━━━━━ SUPPLIED RECORDS ━━━━━

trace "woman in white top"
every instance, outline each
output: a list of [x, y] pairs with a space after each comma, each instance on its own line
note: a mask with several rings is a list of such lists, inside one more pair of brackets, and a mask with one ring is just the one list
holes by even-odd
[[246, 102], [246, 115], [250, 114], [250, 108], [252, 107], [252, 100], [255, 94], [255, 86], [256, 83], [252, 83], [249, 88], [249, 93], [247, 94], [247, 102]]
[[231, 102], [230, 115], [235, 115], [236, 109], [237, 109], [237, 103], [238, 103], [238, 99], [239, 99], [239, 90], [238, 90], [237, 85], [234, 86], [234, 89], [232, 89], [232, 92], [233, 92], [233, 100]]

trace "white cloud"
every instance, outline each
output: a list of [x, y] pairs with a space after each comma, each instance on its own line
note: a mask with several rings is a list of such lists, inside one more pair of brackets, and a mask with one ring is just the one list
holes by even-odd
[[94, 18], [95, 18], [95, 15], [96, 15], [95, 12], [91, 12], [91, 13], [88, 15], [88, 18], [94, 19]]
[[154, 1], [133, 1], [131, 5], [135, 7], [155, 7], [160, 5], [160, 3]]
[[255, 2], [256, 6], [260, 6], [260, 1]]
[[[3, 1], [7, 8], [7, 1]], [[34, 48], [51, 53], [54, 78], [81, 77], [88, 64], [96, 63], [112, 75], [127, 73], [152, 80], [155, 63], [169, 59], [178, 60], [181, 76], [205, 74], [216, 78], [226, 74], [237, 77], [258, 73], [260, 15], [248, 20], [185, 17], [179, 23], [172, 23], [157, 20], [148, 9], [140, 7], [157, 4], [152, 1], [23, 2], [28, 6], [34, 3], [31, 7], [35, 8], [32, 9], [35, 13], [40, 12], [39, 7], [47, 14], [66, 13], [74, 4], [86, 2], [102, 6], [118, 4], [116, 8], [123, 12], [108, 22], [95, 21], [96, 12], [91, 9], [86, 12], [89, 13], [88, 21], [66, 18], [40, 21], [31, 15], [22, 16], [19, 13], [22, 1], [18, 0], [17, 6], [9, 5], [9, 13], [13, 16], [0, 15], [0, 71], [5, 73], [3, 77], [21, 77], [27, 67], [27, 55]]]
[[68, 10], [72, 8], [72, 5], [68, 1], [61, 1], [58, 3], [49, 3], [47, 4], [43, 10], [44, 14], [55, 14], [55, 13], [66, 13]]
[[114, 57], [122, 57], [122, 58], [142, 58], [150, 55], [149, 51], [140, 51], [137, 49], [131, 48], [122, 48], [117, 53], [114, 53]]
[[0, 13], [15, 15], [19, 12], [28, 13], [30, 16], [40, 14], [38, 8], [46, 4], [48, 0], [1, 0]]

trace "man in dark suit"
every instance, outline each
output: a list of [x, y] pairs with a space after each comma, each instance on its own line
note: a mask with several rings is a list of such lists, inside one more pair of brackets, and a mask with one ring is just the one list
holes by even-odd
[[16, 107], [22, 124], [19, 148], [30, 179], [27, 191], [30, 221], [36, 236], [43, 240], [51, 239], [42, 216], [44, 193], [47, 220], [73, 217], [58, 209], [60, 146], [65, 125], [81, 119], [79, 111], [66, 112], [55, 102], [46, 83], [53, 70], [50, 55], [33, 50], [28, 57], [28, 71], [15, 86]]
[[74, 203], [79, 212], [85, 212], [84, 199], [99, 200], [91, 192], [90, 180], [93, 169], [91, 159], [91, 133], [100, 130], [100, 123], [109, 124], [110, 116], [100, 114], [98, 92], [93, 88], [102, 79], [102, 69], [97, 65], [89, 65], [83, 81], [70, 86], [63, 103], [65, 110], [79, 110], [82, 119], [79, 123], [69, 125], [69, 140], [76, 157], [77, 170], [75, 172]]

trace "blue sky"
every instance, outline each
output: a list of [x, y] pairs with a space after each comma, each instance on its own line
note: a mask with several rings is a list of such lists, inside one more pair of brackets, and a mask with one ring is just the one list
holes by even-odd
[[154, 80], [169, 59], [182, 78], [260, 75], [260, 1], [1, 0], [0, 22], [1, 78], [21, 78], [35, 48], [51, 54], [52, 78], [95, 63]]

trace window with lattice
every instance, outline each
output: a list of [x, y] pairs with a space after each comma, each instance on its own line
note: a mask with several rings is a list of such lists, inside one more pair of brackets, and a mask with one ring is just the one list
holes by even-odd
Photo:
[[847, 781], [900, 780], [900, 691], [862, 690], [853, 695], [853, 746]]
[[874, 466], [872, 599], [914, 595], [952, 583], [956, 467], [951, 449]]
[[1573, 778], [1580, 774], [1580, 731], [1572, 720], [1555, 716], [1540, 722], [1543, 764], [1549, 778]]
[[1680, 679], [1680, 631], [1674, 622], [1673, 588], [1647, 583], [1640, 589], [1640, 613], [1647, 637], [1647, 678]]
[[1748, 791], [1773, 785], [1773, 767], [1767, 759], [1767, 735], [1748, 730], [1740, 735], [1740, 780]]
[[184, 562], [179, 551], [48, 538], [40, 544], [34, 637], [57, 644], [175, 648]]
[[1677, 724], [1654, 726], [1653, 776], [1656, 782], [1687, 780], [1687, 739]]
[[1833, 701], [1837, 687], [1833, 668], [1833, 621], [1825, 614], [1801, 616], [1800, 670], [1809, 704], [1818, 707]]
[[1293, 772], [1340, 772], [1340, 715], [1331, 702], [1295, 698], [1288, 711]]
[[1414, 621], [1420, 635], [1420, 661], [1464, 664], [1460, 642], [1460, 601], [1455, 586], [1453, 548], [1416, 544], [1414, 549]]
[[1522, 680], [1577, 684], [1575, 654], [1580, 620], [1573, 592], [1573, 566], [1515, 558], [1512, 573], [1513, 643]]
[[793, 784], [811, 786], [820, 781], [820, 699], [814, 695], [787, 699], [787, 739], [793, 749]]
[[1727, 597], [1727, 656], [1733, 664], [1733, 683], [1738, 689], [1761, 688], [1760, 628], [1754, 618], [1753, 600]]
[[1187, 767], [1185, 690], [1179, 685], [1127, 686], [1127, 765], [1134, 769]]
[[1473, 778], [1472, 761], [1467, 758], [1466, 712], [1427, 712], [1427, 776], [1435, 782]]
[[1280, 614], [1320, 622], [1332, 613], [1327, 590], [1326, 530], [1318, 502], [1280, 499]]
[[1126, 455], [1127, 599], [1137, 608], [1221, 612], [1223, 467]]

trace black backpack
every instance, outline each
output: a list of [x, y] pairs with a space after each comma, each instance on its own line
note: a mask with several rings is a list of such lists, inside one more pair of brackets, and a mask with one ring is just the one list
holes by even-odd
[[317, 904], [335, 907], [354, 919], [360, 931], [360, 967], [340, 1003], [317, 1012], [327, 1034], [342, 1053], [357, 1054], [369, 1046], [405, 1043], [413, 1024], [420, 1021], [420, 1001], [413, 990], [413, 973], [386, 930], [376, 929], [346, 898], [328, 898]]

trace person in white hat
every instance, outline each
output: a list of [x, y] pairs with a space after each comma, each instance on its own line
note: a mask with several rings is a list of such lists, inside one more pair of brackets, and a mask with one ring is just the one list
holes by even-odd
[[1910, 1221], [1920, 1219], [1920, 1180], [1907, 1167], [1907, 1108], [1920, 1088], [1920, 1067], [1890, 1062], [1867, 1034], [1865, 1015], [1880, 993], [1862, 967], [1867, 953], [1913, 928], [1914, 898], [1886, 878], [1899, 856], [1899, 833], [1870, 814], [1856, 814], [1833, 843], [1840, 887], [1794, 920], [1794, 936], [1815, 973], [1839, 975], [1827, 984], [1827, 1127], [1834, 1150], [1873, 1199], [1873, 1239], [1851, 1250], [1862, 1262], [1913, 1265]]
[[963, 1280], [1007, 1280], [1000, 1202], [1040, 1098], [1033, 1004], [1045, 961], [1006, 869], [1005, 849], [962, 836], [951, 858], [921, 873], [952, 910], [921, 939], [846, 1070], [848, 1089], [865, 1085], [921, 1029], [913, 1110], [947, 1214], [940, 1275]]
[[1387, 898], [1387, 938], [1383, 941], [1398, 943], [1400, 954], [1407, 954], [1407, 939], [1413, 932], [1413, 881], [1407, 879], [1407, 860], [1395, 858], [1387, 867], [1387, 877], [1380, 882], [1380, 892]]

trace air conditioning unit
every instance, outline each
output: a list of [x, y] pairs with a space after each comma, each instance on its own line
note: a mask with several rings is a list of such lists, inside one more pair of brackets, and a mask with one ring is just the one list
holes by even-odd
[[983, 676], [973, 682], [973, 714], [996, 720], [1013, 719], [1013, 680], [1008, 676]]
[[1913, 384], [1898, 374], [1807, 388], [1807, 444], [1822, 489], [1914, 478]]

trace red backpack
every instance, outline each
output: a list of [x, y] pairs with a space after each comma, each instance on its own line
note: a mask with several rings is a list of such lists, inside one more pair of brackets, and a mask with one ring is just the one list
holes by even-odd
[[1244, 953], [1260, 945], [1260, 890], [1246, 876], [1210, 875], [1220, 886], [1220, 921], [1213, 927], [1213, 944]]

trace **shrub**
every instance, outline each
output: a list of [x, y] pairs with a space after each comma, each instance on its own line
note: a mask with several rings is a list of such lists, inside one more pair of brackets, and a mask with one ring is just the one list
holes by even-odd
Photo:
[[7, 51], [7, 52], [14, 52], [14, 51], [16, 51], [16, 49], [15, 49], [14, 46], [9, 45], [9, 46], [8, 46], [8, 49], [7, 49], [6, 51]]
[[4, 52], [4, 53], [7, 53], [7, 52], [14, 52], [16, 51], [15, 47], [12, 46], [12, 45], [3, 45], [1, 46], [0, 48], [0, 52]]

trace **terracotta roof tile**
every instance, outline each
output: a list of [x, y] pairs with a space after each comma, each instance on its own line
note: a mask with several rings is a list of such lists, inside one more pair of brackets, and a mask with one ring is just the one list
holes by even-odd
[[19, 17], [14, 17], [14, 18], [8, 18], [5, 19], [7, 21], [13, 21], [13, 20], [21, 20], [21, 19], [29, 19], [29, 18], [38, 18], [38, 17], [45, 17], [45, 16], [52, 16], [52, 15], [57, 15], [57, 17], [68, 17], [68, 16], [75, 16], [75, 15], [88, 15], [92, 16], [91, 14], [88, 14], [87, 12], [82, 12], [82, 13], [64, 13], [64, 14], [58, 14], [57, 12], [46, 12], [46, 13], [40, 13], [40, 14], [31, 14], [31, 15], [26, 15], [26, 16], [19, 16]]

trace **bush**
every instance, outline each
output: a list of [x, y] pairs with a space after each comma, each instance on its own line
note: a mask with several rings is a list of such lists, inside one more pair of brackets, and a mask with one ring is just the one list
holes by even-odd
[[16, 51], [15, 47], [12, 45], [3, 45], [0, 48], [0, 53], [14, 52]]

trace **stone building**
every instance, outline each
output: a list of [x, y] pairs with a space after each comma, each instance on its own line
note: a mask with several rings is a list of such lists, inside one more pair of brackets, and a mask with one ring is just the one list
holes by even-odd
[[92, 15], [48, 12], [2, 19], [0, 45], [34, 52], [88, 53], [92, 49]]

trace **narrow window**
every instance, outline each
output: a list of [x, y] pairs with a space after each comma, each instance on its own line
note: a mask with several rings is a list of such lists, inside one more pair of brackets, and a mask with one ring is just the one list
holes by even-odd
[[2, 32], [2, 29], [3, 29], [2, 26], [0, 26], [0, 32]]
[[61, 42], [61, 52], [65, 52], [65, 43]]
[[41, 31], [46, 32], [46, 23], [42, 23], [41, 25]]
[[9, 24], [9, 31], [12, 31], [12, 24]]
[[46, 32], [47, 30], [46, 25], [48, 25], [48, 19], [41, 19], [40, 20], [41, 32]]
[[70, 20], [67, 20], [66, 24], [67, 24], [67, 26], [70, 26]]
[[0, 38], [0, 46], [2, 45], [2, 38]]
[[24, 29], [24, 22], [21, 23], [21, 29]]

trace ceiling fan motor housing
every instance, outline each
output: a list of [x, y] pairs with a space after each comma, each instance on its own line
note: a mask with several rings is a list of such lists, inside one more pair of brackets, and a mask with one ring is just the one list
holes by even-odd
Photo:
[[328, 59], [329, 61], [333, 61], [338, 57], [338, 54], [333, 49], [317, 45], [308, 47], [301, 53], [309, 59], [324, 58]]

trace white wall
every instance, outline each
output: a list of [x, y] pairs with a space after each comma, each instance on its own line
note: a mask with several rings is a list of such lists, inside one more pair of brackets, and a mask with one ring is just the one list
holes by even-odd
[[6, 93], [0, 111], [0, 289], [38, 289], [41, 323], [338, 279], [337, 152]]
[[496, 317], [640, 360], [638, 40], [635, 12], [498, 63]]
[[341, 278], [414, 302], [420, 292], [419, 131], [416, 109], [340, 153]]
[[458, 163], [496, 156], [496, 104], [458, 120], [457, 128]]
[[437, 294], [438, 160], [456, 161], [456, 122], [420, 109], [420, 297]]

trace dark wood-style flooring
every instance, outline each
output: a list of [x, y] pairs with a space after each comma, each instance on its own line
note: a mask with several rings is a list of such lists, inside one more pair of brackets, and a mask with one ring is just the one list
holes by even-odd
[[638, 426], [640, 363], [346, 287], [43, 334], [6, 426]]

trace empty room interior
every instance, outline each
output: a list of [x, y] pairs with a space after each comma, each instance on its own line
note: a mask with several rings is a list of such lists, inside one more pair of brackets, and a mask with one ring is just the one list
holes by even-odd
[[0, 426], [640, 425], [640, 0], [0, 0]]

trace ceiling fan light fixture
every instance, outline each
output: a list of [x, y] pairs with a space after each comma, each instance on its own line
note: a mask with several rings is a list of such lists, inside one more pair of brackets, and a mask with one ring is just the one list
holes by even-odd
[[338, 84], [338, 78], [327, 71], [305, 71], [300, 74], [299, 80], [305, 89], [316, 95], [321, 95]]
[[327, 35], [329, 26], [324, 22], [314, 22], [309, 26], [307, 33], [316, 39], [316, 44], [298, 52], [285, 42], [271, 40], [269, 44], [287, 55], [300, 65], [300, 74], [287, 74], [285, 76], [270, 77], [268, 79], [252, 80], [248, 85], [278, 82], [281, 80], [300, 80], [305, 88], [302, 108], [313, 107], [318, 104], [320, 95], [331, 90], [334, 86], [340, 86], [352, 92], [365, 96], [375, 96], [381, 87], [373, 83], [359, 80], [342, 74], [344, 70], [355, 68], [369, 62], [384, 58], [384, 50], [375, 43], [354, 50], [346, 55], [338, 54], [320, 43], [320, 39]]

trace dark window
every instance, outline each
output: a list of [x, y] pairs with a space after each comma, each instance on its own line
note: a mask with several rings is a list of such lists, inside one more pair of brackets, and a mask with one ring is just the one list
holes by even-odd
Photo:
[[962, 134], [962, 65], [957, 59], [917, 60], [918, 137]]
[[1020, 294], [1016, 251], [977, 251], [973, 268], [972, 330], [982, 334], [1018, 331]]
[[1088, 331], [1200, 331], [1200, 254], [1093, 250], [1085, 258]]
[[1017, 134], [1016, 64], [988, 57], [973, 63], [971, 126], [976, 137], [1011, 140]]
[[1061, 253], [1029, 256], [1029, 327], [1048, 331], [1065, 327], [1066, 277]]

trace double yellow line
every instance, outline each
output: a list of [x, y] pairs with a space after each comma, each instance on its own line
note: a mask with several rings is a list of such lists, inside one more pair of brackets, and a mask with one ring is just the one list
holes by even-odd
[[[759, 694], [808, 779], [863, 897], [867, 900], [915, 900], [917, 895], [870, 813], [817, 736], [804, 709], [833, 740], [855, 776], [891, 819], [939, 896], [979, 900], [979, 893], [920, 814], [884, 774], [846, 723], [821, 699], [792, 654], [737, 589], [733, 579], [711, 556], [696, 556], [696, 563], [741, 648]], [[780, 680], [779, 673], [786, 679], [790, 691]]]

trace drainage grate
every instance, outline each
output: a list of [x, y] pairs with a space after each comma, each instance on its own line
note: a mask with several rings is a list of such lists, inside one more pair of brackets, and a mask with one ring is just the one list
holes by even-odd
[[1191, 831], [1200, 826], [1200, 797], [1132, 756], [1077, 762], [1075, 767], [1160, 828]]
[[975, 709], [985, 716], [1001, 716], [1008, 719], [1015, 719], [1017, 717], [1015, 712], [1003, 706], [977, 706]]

━━━━━

→ **DESCRIPTION OF THE TASK**
Would you return all lines from the preceding listing that contain the word "window"?

→ **FINAL ANSWER**
trace window with lattice
trace **narrow window**
trace dark window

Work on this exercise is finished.